(Exercise aim)
Recast the material that follows as a numbered list, omitting any blank lines.

(Dataset content)

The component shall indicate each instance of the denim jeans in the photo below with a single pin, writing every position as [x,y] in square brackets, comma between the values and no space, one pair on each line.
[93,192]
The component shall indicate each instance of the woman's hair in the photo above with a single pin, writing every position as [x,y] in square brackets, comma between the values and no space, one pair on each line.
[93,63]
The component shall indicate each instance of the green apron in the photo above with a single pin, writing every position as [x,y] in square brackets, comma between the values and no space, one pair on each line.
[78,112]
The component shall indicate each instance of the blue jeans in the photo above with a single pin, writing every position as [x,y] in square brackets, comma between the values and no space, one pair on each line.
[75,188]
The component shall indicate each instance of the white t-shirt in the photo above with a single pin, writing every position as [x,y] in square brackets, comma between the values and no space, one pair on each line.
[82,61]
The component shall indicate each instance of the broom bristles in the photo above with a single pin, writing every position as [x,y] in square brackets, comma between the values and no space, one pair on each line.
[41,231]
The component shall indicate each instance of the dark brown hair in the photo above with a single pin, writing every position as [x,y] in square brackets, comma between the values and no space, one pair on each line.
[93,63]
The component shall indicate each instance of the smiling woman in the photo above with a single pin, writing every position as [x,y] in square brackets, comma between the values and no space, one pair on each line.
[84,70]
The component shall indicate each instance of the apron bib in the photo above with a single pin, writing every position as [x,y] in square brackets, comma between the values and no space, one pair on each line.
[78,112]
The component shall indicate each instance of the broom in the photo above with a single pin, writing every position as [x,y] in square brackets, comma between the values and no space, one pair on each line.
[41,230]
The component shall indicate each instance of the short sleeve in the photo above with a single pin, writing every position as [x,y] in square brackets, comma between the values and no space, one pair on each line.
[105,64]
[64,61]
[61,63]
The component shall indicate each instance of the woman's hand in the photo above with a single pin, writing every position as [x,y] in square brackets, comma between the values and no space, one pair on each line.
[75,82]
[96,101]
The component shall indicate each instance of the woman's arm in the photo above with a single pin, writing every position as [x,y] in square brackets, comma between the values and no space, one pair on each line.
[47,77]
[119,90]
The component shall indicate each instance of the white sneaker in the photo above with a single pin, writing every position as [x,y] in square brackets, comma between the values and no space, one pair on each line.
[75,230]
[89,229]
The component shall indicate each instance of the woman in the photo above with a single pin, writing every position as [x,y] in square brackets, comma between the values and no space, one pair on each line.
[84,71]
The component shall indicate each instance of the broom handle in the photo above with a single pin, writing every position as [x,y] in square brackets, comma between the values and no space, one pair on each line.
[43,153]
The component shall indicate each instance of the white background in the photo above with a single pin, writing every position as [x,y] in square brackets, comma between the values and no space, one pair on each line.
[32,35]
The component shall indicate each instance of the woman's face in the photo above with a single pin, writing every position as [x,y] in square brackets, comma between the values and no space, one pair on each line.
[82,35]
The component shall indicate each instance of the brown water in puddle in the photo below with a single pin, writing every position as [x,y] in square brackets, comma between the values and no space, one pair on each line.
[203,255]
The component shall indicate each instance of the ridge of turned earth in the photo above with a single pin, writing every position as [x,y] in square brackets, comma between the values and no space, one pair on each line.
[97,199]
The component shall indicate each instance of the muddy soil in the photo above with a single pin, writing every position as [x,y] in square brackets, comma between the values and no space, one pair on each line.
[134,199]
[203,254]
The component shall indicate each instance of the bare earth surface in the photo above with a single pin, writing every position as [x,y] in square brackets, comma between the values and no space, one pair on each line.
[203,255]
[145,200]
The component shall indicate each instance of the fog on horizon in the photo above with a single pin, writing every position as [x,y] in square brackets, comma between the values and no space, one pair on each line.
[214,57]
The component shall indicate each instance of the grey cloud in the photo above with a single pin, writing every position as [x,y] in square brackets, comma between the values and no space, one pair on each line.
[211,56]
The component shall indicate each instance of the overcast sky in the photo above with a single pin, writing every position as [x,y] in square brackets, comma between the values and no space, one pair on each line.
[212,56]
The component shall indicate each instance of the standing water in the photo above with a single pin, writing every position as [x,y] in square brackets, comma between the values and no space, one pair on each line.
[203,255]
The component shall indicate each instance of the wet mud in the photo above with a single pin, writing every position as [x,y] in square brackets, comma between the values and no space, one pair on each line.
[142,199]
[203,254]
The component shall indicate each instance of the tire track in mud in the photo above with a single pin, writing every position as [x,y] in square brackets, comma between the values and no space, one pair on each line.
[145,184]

(Result for this exercise)
1. The component shall indicate each instance of the denim jeans in the photo below with a single pin, writing every position as [x,y] in square brackets, comma between the values and no space, one pair on each line.
2. [93,192]
3. The component shall indicate each instance of the woman's hair in the photo above with a single pin, writing every position as [x,y] in square brackets, comma between the values and no space, one pair on each line.
4. [93,63]
5. The component shall indicate each instance of the green apron in the photo above with a single pin, writing every position as [x,y] in square brackets, comma between the values and no space, one pair on each line.
6. [78,112]
7. The component shall indicate each instance of the blue jeans in the photo above with a single pin, writing every position as [x,y] in square brackets, comma between the values and no space, one pair on each line.
8. [75,188]
9. The component shall indicate each instance of the white t-shirt in the photo above with a single pin, writing every position as [x,y] in square brackets, comma between the values and no space, one pair on each line.
10. [82,61]
11. The component shall indicate each instance of the broom bristles in the photo above with a single pin, writing every position as [x,y] in square brackets, comma between the values and no space, one pair on each line.
12. [41,231]
13. The component shall indicate each instance of the dark brown hair in the photo above with a single pin, writing every position as [x,y] in square brackets, comma between the values and no space, one pair on each line.
14. [93,63]
15. The component shall indicate each instance of the smiling woman in the photo above with a single pin, writing every position as [x,y] in square brackets, comma between the values and no space, one pair on each line.
16. [84,70]
17. The component shall indicate each instance of the apron bib in the photo above with a single pin, writing every position as [x,y] in square brackets, comma between the values and no space, one pair on each line.
18. [78,112]
19. The component shall indicate each instance of the broom in the photo above with a single pin, writing every position as [x,y] in square brackets, comma between the values and no space, one pair on each line.
20. [41,230]
21. The component shall indicate each instance of the short sleeve in the photo above with a single pin, writing every position as [x,y] in square brackets, comma between the values and no space, one pair on each line.
22. [105,64]
23. [64,61]
24. [61,63]
25. The component shall indicate each instance of the woman's hand in the photo above with a single pin, writing every position as [x,y] in square brackets, comma between the values and no space, one pair on each line.
26. [75,82]
27. [96,101]
28. The component shall indicate each instance of the woman's arm in the photo above with a single pin, writing every position as [x,y] in square brackets, comma between the values and no space, one pair on each line.
29. [47,77]
30. [119,90]
31. The component shall indicate each instance of the white sneaker in the photo above with a single pin, writing every position as [x,y] in square brackets, comma between the values and no space, one pair on each line.
32. [75,230]
33. [89,229]
34. The component shall indicate each instance of the woman in the photo above with a single pin, writing every position as [x,y] in square brackets, comma between the values and no space, one pair on each line.
35. [84,71]
36. The component shall indicate each instance of the broom handle in the photo above with a single pin, writing every position as [x,y] in square brackets, comma between the values and no space, one pair on each line.
37. [43,153]
38. The component shall indicate each instance of the white background in the photo above with a single pin, writing every position as [x,y] in square brackets, comma between the values and no space, one pair on each line.
39. [32,35]
40. The component shall indicate each instance of the woman's face in the photo above with a single pin, writing every position as [x,y] in square brackets, comma between the values and no space, one pair on each line.
41. [82,35]
42. The component shall indicate each instance of the brown water in puddle in the photo below with a single pin, writing every position as [x,y] in square brackets, comma between the values and no space, one pair on each line.
43. [203,255]
44. The component shall indicate each instance of the ridge of turned earth in the photo above with a single pin, writing every position as [x,y] in square brackets, comma between the values and no space, one pair on each line.
45. [97,199]
46. The component shall indicate each instance of the muddy soil in the photo above with a single pin, writing every position as [x,y] in square brackets, comma between the values and no space, one pair on each line.
47. [134,199]
48. [203,254]
49. The component shall indicate each instance of the bare earth surface in the photo above with a single pin, writing every position as [x,y] in square brackets, comma between the values and no space, one pair on each line.
50. [203,255]
51. [145,200]
52. The component shall indicate each instance of the fog on horizon in the photo above with a single pin, writing every position as [x,y] in square brackets, comma between the values and no space, one pair on each line.
53. [214,57]
54. The component shall indicate each instance of the grey cloud in the photo above with a single pin, writing every position as [x,y] in square brackets, comma between the values and no space, one pair on each line.
55. [211,56]
56. The component shall indicate each instance of the overcast sky in the photo above with a single pin, writing every position as [x,y] in square brackets, comma between the values and no space, one pair on each line.
57. [212,56]
58. The component shall indicate each instance of the standing water in the photo above with a single pin, writing every position as [x,y] in square brackets, comma between the values and no space, one pair on each line.
59. [203,255]
60. The component shall indicate each instance of the wet mud in the photo above with a single pin, writing every position as [x,y] in square brackets, comma between the values and no space, one pair on each line.
61. [142,199]
62. [203,254]
63. The component shall indicate each instance of the tire track in mud in the photo above with a single pin, writing every position as [x,y] in square brackets, comma between the values and no space, one pair on each line.
64. [145,184]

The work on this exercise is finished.